** EXERCISE AIM **
In the data that follows, find each line containing "instance" and copy it.

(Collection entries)
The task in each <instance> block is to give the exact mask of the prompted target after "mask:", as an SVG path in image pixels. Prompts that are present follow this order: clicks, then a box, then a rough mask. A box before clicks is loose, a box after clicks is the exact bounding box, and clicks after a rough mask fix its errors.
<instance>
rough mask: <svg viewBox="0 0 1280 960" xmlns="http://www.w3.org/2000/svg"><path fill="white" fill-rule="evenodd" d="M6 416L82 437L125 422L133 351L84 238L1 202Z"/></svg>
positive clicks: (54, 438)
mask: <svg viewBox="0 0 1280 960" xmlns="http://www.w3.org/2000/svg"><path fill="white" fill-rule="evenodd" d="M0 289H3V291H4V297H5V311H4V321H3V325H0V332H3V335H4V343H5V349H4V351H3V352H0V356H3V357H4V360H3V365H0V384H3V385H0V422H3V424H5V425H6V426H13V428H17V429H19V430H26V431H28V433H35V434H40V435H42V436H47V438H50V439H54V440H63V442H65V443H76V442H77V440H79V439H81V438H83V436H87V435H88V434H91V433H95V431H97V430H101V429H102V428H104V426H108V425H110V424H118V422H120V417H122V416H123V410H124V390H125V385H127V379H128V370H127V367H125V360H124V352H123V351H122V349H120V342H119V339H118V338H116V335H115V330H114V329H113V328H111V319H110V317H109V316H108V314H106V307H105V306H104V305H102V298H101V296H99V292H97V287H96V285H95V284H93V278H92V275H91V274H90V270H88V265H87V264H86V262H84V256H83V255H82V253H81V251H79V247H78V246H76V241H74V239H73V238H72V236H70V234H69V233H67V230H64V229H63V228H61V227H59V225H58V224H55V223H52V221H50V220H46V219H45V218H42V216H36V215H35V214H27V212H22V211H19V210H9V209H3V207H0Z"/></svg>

** TASK ANSWER **
The task in each <instance> block is to give the exact mask of the prompted target after "mask:", as an SVG path in image pixels. Prompts that are present follow this order: clicks, then a box, then a rough mask. A box before clicks is loose, a box after clicks is the exact bounding box, and clicks after a rough mask fix its errors.
<instance>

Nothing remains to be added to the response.